▸ To do:
For the records shown below, return an exact copy that excludes the pictures.

(Beginning of Raw data)

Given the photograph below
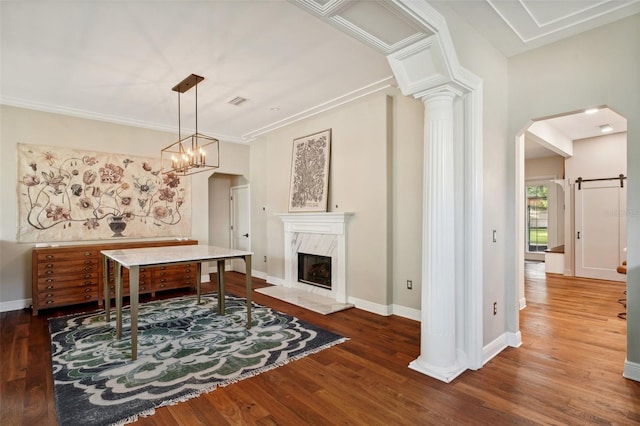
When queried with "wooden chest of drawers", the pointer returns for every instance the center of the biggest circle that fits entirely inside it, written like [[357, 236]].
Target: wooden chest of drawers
[[70, 275]]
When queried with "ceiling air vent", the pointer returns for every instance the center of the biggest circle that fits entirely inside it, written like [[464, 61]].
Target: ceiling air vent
[[237, 100]]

(End of Raw data)

▸ Solution for this task:
Given the photograph below
When queried with "wooden chest of drawers", the pointer returns for every instance the center of the biggest circle that fits entirely inside it, written like [[357, 236]].
Target: wooden chest of drawers
[[70, 275]]
When queried with "ceiling air vent", the pointer returns for every instance the center of the biggest circle that fits entirely inside it, written like [[464, 61]].
Target: ceiling air vent
[[237, 100]]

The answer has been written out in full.